> **Document text**:
● ● ● ●

Why Does this Power Method Work?

Since \(\Lambda\) is a diagonal matrix, we have

\[\Lambda = \begin{bmatrix} \lambda_{1} & 0 & \cdots & 0\\ 0 & \lambda_{2} & & \vdots\\ \vdots & & \ddots & \vdots\\ 0 & \cdots & \cdots & \lambda_{n}\end{bmatrix}\quad\text{and}\quad \Lambda^{k} = \begin{bmatrix} \lambda_{1}^{k} & 0 & \cdots & 0\\ 0 & \lambda_{2}^{k} & & \vdots\\ \vdots & & \ddots & \vdots\\ 0 & \cdots & \cdots & \lambda_{n}^{k}\end{bmatrix}\]

If we assume \(|\lambda_{1}|> |\lambda_{2}|\geq\cdots\geq |\lambda_{n}|\), then we have

\[\frac{A^{k}}{\lambda_{1}^{k}} = X\begin{bmatrix} 1 & 0 & \cdots & 0\\ 0 & (\lambda_{2}/\lambda_{1})^{k} & & \vdots\\ \vdots & & \ddots & \vdots\\ 0 & \cdots & \cdots & (\lambda_{n}/\lambda_{1})^{k}\end{bmatrix} X^{-1} \approx X\begin{bmatrix} 1 & 0 & \cdots & 0\\ 0 & 0 & & \vdots\\ \vdots & & \ddots & \vdots\\ 0 & \cdots & \cdots & 0\end{bmatrix} X^{-1}\]

When \(k\) is very large

Hence, if \(X^{-1}v\) has a nonzero first coordinate, then \(A^{k}v/\lambda_{1}^{k}\) is a approximately a scalar multiple of the first column of \(X.\) That is, \(A^{k}v/\lambda_{1}^{k}\approx \alpha x_{1}\) and hence \(A^{k}v\approx \beta x_{1}.\)

● ● ● ●

> **Records shown**:
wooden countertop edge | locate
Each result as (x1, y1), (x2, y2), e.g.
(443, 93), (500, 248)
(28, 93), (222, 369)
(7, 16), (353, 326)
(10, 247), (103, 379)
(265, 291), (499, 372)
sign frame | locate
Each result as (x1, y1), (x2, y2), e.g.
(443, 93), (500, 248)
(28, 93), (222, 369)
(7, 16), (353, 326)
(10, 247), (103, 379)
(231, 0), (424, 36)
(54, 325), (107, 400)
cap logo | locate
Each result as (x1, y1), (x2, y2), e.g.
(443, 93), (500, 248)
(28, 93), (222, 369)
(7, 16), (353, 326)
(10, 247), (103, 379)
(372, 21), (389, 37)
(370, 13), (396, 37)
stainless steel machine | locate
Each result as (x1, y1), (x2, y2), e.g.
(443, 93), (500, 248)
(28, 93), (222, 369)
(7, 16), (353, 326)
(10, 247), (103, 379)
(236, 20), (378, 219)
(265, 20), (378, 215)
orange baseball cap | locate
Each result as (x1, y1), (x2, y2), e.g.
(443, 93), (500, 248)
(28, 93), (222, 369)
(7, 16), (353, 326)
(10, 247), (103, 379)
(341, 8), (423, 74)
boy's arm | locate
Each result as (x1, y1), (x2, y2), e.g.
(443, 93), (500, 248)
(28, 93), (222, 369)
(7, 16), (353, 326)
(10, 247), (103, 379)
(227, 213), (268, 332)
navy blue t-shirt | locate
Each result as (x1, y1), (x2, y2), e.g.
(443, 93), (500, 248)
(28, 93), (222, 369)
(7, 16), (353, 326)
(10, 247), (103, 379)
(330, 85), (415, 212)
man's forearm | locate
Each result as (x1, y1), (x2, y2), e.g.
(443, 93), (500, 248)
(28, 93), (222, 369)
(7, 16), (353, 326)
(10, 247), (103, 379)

● ● ● ●

> **List of tasks**:
A. According to the power method excerpt, what condition must \(X^{-1}v\) satisfy for \(A^{k}v/\lambda_{1}^{k}\) to be approximately a scalar multiple of the first column of \(X\)?
B. Reproduce the stretch of the records from the line containing "sign frame | locate" through the line containing "(370, 13), (396, 37)", adding 26 to every coordinate given in the answers.
The records bear no relation to the text that precedes them.

> **Responses in order**:
A. \(X^{-1}v\) must have a nonzero first coordinate.

B.
sign frame | locate
Each result as (x1, y1), (x2, y2), e.g.
(443, 93), (500, 248)
(28, 93), (222, 369)
(7, 16), (353, 326)
(10, 247), (103, 379)
(257, 26), (450, 62)
(80, 351), (133, 426)
cap logo | locate
Each result as (x1, y1), (x2, y2), e.g.
(443, 93), (500, 248)
(28, 93), (222, 369)
(7, 16), (353, 326)
(10, 247), (103, 379)
(398, 47), (415, 63)
(396, 39), (422, 63)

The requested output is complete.